**Texto**:
————
En una boda sobra de todo: la alegría de los novios y de los convidados, los buenos manjares, los regalos. En esta boda, de repente, faltó el vino, y María, con su psicología especial de mujer y de madre, se dio cuenta de ello. Lo notó en las caras de preocupación de los novios. Y se acercó a ver qué es lo que pasaba. No tenían vino. Parece extraño que en una boda falte el vino cuando los novios preparan estos acontecimientos con todo detalle. Pero no hay que olvidar que las bodas duraban toda una semana y, mientras tanto, los invitados iban consumiendo lo que la familia ponía a su disposición. Es normal, pues, que a lo largo de una semana pudiera faltar el vino. Eso significaba tanto como que la boda fuera un fracaso, y el día más feliz de los novios se convirtiera en un día desgraciado para recordar durante toda la vida. María sintió que su corazón se partía. Era una especialista en esto. Ya estaba acostumbrada a estas cosas: en la huida a Egipto, en la falta de posada, en la noche de Belén a punto del parto, en las miradas de sus paisanas cuando su vientre comenzó a abultarse por el embarazo y aún no había convivido con José, su esposo, según sus tradiciones. Era una experta en corazón partido. Y no pudo permanecer al margen de aquel sufrimiento que se avecinaba. Confiaba tanto en su hijo y en la fuerza que el Altísimo le había demostrado que solo él podía hacer algo, y, si podía, tenía que hacerlo. Así que se llenó de valor, como Judit ante Holofernes, como Ester ante el rey Asuero, su esposo, y se dirigió a su hijo: «Mira que no tienen vino».

La cara de Jesús se transformó de repente y dejó de hablar y de reír con sus discípulos y se puso serio y pensativo. «Bueno… ¿Y yo que tengo que ver con eso? No es mi problema». Pero María sabía, porque lo conocía bien, que ese no era el estilo de su hijo, y se dirigió a los criados con plena confianza para decirles: «Haced lo que él os diga».

¡Cómo nos conocen las madres! Hay en ellas un sexto sentido que las hace entrar en nosotros mismos y adivinar incluso nuestros pensamientos. Se adelantan a lo que necesitamos y nos sorprenden continuamente.

Estamos llenos de muchas cosas, pero no plenos; abundamos en experiencias y descubrimientos, pero nos falta el vino nuevo, que es lo esencial. Los ricos quieren más riqueza, los pobres prefieren un poco de amor, una casa, una compañía… un detalle de amor.

En ese instante, Jesús sintió que una nueva etapa comenzaba en su vida y que el Padre se la anunciaba a través de su madre. Había comenzado la hora de anunciar el Reino. Era el momento y la oportunidad.
————
**Aplica lo leído**:
[1] Enumera las situaciones que el texto sobre la boda menciona como aquellas a las que María ya estaba acostumbrada.
[2] Prosigue el texto sobre la boda a partir de su último párrafo.

**Datos mostrados**:
————
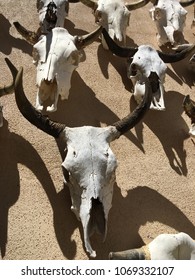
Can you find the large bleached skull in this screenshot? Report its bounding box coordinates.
[102,29,195,111]
[14,0,79,44]
[33,27,101,112]
[80,0,150,49]
[109,232,195,260]
[150,0,194,46]
[6,59,152,257]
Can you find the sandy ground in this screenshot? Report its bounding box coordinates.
[0,0,195,260]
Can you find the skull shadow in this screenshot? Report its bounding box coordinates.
[0,14,32,56]
[92,184,195,259]
[130,91,189,176]
[0,119,77,259]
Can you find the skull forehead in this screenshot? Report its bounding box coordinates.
[132,45,167,77]
[34,27,77,61]
[38,0,68,10]
[154,0,187,17]
[63,126,116,176]
[97,0,130,17]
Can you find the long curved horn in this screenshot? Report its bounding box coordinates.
[157,44,195,63]
[109,246,151,260]
[182,95,195,123]
[125,0,150,11]
[179,0,195,7]
[113,72,156,137]
[102,28,138,57]
[13,21,40,45]
[75,26,102,50]
[0,81,14,97]
[5,58,66,138]
[80,0,98,11]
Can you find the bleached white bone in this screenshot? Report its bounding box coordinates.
[33,27,101,112]
[6,59,152,257]
[127,45,167,111]
[109,232,195,260]
[149,0,187,46]
[80,0,150,49]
————
**Respuestas**:
[1]
- La huida a Egipto
- La falta de posada
- La noche de Belén, a punto del parto
- Las miradas de sus paisanas cuando su vientre comenzó a abultarse por el embarazo y aún no había convivido con José

[2]
Mi amigo y magnífico biblista Jaime Vázquez Allegue me ha hecho ver que la zona de Caná de Galilea no es tierra de vinos, con lo cual el milagro de la multiplicación es todavía mucho más significativo. Donde no hay vino, sino agua, el vino se multiplica.

Nos falta mucho vino también hoy en las familias, en la Iglesia y en la sociedad.

Falta vino en mí. Miro a mis adentros y me descubro escaso de vino. Me contemplo y parezco una casa vacía y abandonada, llena de grietas y telarañas, destejada y con una alacena llena de trastos viejos y oxidados. Hay también debajo de la cama algunos sueños que no pudieron ser y algunas frustraciones que a veces duelen. Todavía quedan en una estantería de madera algunos libros envejecidos y llenos de polvo que ni leí ni quise prestar. No sé si me queda ya tiempo para leerlos o para regalarlos.

Soy un coleccionista de cosas inservibles. Un pequeño Diógenes que acumula aún pasiones extrañas, palabras hirientes que me alejaron de mis amigos, secretos inconfesables que tal vez necesito contar. Sandalias desgastadas y rotas de caminos que recorrí y metas que alcancé como peregrino.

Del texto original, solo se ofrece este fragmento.